**Your goal**
All lines from the line containing "target | face" up to and including the last line of the listing below should be echoed exactly; no other lines belong in the response.

**Record set**
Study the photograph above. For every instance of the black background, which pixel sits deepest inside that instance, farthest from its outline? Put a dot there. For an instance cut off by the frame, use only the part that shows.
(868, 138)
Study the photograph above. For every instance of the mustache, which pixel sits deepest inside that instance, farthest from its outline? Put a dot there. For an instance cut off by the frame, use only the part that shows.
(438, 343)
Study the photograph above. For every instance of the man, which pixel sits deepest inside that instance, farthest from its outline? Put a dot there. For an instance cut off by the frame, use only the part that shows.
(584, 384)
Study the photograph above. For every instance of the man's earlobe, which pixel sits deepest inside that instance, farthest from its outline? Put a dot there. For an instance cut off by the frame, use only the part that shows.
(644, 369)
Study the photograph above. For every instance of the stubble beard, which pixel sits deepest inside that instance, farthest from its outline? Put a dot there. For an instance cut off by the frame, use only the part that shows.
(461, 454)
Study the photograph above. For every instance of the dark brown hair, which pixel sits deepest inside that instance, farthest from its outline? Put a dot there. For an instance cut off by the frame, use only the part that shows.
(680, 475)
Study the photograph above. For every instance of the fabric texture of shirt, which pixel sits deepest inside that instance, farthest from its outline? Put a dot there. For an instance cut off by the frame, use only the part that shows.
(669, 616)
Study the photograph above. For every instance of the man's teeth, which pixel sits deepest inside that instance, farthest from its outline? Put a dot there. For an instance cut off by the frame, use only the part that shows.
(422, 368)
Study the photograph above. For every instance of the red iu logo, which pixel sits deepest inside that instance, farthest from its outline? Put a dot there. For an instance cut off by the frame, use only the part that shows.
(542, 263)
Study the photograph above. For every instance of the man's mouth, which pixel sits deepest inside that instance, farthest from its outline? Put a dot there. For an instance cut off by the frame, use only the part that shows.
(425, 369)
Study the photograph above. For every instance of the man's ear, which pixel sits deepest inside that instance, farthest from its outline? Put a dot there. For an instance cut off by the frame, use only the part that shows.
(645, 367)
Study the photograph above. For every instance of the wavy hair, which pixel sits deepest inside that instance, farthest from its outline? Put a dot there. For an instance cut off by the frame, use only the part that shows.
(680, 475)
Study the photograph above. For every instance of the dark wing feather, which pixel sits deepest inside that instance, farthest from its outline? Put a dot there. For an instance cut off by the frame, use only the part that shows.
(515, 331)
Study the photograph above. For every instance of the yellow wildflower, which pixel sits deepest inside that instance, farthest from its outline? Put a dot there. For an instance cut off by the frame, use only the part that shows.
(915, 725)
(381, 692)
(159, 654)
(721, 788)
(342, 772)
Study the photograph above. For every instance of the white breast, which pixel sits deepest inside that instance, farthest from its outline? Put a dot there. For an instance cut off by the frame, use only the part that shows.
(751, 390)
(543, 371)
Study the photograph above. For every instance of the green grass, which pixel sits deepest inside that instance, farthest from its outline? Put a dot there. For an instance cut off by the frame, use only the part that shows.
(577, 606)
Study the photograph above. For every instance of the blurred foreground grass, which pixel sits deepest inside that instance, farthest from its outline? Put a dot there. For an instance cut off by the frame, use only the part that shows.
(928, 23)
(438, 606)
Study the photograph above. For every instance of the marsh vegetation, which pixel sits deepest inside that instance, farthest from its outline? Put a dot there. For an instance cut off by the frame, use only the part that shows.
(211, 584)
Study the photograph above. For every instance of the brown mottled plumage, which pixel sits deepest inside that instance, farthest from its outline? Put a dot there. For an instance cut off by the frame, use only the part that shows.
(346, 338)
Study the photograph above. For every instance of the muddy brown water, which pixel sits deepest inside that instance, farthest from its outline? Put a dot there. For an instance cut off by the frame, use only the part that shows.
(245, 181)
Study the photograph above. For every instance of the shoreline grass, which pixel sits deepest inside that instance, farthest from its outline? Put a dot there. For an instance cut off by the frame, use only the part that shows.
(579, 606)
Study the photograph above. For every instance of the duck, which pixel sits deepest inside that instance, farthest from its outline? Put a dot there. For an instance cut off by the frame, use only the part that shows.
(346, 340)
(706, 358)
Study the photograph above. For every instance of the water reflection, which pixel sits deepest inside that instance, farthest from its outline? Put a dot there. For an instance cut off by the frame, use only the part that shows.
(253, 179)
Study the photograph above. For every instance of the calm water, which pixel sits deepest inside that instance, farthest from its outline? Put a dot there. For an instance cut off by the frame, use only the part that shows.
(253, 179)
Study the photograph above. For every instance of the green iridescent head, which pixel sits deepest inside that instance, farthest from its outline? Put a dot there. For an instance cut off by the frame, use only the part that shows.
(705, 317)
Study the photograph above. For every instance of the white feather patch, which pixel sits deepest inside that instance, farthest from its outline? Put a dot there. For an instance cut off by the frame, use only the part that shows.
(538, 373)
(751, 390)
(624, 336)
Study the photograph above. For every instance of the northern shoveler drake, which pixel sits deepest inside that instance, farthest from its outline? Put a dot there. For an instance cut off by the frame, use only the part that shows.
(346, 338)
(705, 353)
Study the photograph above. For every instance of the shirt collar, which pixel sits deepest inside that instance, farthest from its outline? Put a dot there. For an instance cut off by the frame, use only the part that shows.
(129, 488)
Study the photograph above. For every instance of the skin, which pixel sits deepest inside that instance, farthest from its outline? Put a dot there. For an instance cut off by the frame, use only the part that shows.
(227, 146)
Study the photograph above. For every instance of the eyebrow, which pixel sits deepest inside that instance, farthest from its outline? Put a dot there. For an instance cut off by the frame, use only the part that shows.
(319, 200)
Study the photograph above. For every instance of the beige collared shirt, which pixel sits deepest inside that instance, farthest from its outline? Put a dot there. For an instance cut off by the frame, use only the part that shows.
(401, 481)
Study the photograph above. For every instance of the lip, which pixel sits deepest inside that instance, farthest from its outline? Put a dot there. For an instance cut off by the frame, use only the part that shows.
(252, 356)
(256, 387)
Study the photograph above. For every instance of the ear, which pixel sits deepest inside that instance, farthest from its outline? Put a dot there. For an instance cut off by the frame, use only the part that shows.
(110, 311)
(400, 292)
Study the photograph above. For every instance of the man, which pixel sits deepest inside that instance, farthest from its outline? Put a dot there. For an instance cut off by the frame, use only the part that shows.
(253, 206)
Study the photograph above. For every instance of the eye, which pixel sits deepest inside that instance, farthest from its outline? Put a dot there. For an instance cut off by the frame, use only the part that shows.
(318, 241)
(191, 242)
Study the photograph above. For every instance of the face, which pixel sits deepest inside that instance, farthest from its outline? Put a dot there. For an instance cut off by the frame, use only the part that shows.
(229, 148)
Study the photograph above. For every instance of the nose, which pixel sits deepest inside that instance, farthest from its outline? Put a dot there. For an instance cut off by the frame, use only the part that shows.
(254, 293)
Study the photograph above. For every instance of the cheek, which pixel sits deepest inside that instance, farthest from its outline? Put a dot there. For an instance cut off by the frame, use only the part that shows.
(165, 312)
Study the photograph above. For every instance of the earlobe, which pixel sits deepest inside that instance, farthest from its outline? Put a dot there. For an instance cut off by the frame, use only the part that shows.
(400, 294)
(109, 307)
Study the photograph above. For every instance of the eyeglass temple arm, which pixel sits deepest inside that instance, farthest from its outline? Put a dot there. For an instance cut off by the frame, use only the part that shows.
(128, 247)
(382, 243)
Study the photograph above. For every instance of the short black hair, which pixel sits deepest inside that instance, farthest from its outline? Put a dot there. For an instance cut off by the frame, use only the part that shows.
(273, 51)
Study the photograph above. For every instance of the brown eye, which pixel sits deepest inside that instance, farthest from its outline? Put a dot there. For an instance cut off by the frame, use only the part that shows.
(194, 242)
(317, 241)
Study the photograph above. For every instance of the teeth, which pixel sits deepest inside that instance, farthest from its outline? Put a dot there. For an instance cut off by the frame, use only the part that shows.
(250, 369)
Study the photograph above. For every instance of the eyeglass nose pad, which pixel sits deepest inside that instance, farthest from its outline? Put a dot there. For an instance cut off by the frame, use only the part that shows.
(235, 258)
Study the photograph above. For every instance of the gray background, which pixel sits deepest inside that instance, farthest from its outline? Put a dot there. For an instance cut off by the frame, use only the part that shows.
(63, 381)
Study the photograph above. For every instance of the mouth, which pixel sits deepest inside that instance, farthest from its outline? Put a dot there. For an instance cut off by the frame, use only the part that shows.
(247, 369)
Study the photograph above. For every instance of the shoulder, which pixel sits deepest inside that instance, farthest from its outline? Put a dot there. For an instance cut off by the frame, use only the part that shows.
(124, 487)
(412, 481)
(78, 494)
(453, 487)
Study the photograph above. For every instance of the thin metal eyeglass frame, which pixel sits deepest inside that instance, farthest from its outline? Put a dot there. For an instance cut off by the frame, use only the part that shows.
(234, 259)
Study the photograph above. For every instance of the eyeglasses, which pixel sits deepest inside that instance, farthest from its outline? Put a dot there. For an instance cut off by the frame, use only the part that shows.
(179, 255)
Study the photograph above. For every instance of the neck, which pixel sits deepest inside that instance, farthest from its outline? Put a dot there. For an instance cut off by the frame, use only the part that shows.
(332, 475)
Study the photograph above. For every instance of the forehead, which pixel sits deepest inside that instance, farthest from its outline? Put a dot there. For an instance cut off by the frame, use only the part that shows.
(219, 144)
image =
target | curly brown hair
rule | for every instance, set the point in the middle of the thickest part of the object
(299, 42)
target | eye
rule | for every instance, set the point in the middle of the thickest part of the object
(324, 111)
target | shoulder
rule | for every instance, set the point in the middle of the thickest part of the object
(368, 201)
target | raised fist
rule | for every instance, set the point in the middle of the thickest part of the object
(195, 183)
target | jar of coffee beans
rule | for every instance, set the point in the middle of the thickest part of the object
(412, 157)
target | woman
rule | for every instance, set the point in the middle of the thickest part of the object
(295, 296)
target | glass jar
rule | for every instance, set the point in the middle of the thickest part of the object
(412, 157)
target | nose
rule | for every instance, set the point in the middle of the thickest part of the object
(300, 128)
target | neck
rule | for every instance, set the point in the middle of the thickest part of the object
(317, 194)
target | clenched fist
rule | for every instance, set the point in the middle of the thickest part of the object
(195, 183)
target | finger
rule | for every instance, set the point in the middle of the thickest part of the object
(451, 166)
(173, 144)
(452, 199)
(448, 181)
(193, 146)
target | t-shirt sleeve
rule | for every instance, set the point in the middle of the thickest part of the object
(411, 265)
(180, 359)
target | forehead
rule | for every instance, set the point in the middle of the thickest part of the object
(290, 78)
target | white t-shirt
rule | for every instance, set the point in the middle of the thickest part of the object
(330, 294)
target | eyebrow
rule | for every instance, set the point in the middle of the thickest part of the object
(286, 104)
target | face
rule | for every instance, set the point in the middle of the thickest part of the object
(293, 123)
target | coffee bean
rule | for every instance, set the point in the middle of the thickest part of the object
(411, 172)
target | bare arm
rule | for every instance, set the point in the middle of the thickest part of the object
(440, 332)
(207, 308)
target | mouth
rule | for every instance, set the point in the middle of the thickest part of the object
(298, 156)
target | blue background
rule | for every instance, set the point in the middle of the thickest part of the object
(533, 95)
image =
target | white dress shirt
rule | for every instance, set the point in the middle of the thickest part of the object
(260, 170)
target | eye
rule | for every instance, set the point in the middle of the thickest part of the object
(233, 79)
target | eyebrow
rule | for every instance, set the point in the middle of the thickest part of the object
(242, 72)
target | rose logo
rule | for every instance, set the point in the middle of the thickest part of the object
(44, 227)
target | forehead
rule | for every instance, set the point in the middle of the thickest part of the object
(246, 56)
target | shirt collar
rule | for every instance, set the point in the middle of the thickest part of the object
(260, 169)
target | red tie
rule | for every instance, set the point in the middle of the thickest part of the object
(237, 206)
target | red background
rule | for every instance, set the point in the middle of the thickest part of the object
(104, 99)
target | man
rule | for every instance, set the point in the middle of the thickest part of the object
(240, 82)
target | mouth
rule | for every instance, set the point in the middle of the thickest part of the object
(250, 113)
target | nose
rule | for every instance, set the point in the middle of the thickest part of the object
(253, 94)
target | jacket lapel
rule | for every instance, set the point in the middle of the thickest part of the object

**The solution**
target | face
rule | for every instance, set the point in the middle of the thickest part of the object
(293, 123)
target | coffee bean
rule | for every instance, set the point in the middle of the thickest part of the object
(411, 172)
target | bare arm
rule | for every instance, set the point in the middle of the thickest part of the object
(440, 332)
(207, 308)
target | mouth
rule | for every instance, set the point in the middle of the thickest part of the object
(298, 156)
target | blue background
rule | for every instance, set the point in the middle of the thickest part of the object
(533, 95)
image =
target | white dress shirt
rule | for every instance, set the point in the middle of the thickest part of the object
(260, 170)
target | eye
rule | for every instance, set the point in the middle of the thickest part of the object
(233, 79)
target | eyebrow
rule | for every instance, set the point in the middle of the thickest part of the object
(242, 72)
target | rose logo
rule | for every instance, set the point in the middle of the thickest part of the object
(44, 227)
target | forehead
rule | for every instance, set the point in the middle of the thickest part of the object
(246, 56)
target | shirt collar
rule | for every instance, set the point in the middle of the thickest part of the object
(260, 169)
target | red tie
rule | for every instance, set the point in the middle of the thickest part of the object
(237, 206)
target | red background
rule | for every instance, set the point in the middle of the thickest part of the object
(104, 99)
target | man
rule | for every instance, set the point in the middle of the thickest part of the object
(240, 82)
target | mouth
rule | for every instance, set the point in the middle of the thickest part of the object
(250, 113)
target | nose
rule | for every instance, set the point in the middle of the thickest part of the object
(253, 94)
target | jacket lapel
rule | for every instance, set the point in the middle of the thickest part of the object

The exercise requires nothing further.